— Start Data shown —

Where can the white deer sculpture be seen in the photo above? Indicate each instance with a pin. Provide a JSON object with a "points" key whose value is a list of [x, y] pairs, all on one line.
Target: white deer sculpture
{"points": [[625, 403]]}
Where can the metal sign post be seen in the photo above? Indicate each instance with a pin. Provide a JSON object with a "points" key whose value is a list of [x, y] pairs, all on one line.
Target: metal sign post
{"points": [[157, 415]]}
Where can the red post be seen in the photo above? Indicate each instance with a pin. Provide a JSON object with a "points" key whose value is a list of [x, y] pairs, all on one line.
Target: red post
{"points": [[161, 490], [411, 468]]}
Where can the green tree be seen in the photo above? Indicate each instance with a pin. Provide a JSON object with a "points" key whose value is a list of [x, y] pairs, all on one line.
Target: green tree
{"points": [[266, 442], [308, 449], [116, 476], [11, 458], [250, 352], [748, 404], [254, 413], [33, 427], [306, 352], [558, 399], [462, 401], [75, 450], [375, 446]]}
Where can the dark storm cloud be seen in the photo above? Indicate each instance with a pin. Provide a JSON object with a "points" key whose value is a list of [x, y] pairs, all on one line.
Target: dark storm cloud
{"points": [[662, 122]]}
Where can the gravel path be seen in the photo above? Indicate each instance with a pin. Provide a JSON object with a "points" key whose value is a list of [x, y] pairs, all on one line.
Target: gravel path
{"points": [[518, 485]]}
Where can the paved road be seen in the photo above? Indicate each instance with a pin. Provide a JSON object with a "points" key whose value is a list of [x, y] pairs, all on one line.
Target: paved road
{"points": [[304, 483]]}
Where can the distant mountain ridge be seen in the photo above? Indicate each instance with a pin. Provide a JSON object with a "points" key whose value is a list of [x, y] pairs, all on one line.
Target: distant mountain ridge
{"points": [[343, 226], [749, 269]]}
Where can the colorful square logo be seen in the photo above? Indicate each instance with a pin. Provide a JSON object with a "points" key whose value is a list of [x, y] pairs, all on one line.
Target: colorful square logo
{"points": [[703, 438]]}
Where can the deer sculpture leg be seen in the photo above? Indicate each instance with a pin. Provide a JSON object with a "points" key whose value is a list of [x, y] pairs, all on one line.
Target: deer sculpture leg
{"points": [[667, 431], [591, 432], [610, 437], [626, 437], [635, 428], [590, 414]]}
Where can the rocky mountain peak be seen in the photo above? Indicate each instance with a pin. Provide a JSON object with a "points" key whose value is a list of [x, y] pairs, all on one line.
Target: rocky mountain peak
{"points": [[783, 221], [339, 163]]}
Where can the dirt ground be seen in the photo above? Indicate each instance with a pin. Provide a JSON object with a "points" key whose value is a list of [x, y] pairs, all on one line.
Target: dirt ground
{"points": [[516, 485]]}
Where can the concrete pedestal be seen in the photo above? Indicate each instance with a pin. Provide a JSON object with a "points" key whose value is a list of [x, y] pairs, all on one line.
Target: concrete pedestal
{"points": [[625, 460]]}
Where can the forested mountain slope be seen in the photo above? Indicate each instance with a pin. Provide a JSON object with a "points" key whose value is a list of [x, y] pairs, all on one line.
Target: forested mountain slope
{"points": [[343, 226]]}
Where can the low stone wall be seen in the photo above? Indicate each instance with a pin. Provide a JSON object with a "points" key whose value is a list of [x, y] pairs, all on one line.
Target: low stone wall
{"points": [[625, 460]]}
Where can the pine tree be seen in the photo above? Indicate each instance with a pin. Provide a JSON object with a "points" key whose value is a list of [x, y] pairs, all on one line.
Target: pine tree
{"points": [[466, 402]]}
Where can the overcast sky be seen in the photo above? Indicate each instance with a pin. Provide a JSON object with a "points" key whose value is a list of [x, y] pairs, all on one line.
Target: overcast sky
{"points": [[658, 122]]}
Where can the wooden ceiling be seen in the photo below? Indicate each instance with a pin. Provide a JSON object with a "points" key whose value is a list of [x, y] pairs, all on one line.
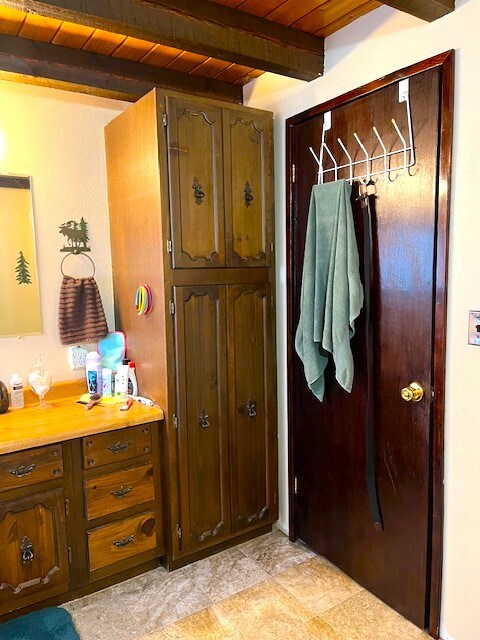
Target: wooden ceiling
{"points": [[211, 47]]}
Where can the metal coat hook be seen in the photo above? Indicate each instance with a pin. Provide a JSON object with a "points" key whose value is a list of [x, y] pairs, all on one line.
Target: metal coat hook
{"points": [[406, 148]]}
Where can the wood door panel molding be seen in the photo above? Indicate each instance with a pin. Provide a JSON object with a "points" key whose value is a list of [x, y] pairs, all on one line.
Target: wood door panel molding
{"points": [[410, 484]]}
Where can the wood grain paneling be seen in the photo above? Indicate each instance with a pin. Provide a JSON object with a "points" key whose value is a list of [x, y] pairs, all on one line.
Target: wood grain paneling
{"points": [[121, 540], [34, 546], [32, 466], [119, 490], [202, 414], [196, 183]]}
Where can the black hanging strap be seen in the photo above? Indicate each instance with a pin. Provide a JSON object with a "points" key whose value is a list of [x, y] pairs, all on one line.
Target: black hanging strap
{"points": [[369, 342]]}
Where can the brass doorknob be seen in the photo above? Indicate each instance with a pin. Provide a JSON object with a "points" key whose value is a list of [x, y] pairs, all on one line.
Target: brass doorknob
{"points": [[414, 392]]}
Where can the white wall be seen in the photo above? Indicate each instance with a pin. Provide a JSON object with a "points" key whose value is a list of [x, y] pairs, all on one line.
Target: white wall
{"points": [[56, 137], [373, 46]]}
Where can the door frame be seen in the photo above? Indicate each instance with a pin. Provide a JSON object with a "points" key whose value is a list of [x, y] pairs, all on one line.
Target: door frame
{"points": [[444, 61]]}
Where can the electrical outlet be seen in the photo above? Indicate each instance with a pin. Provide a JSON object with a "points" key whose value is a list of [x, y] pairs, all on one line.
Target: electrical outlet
{"points": [[76, 357]]}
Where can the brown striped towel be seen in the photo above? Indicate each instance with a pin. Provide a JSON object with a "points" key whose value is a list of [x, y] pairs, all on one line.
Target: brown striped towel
{"points": [[81, 317]]}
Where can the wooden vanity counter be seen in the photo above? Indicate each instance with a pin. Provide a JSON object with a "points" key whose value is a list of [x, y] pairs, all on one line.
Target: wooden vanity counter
{"points": [[66, 420]]}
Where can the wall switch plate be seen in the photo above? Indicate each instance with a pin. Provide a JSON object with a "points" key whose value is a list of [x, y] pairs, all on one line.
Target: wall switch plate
{"points": [[76, 357]]}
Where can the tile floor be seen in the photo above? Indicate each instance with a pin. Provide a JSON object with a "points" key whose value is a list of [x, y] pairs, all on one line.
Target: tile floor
{"points": [[266, 588]]}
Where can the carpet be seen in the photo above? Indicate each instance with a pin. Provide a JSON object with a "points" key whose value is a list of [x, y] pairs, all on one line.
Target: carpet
{"points": [[52, 623]]}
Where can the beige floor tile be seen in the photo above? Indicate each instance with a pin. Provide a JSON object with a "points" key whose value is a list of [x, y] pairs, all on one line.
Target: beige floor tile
{"points": [[321, 629], [364, 617], [264, 611], [103, 615], [157, 598], [274, 552], [205, 625], [225, 574], [318, 584]]}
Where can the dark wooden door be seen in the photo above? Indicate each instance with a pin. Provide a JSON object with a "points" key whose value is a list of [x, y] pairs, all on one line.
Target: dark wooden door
{"points": [[195, 163], [331, 507], [34, 545], [202, 414], [252, 420], [248, 154]]}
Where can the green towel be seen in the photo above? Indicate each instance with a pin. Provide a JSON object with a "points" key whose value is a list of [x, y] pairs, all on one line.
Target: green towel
{"points": [[332, 293]]}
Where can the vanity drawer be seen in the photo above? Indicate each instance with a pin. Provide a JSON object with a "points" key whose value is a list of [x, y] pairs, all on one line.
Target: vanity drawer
{"points": [[120, 540], [118, 490], [30, 466], [115, 446]]}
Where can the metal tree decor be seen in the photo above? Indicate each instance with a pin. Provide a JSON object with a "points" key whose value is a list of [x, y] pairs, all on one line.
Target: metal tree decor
{"points": [[77, 236], [23, 274]]}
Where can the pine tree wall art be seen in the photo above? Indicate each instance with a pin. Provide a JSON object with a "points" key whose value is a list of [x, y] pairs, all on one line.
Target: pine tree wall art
{"points": [[19, 292]]}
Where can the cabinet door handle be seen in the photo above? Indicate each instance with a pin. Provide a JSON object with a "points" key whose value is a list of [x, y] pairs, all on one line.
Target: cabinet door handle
{"points": [[198, 192], [120, 493], [22, 470], [27, 552], [118, 447], [247, 194], [203, 419], [124, 542]]}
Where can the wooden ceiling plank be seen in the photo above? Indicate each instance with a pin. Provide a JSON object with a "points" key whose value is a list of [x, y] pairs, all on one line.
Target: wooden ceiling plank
{"points": [[103, 42], [11, 21], [73, 69], [201, 27], [72, 35], [425, 9], [39, 28], [361, 10]]}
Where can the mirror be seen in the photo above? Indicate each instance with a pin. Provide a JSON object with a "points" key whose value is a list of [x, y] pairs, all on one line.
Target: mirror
{"points": [[19, 292]]}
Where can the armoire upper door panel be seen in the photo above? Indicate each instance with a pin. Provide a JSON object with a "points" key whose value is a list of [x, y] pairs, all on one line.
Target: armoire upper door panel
{"points": [[202, 414], [196, 183], [250, 421], [33, 543], [248, 187]]}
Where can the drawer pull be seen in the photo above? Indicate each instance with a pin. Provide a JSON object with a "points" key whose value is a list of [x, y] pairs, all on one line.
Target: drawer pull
{"points": [[120, 493], [118, 447], [124, 542], [27, 551], [22, 471]]}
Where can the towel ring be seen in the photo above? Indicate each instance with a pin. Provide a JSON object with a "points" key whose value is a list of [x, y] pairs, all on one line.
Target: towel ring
{"points": [[78, 253]]}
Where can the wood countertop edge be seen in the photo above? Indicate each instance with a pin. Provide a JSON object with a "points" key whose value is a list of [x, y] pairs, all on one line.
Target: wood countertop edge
{"points": [[13, 440]]}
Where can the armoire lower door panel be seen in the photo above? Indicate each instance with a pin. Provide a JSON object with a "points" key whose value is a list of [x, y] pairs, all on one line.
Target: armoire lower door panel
{"points": [[196, 183], [252, 480], [202, 415], [248, 146]]}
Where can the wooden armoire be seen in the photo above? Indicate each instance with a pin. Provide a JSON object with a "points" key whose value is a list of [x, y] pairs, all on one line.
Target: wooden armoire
{"points": [[190, 184]]}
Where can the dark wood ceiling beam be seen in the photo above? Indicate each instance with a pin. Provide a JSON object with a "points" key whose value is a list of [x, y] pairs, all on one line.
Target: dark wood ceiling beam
{"points": [[198, 26], [428, 10], [93, 73]]}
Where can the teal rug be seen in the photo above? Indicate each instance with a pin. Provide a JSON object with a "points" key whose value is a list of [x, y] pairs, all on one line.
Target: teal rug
{"points": [[48, 624]]}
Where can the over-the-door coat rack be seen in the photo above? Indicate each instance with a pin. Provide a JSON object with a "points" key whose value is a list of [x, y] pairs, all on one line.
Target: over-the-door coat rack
{"points": [[406, 150]]}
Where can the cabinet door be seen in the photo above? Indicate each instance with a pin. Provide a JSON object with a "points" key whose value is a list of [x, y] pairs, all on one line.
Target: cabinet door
{"points": [[196, 183], [251, 402], [202, 414], [34, 545], [248, 153]]}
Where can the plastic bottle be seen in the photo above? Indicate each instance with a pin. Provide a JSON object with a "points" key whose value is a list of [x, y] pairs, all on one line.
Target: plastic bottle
{"points": [[17, 400], [93, 370], [107, 383], [132, 380]]}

— End Data shown —

Write out, word for word, every line from the one containing "Where can the cabinet door be" through the last line of the records above.

> Solution for this problem:
Where can the cabinet door be seen in the photo above? Indicate each instance with a pin. Provide a JSON object with a "points" key whose value is a list of [x, y] pairs, all on one line.
Target: cabinet door
{"points": [[196, 183], [251, 402], [202, 414], [34, 545], [248, 153]]}
Where can the plastic bottle be seen in the photo above? Indicate each instance with a pin. Provide a JSON object with a "points" key whose value is a list of [x, y] pairs, all on one line.
Target: plastic bottle
{"points": [[17, 400], [93, 370], [107, 383], [132, 380]]}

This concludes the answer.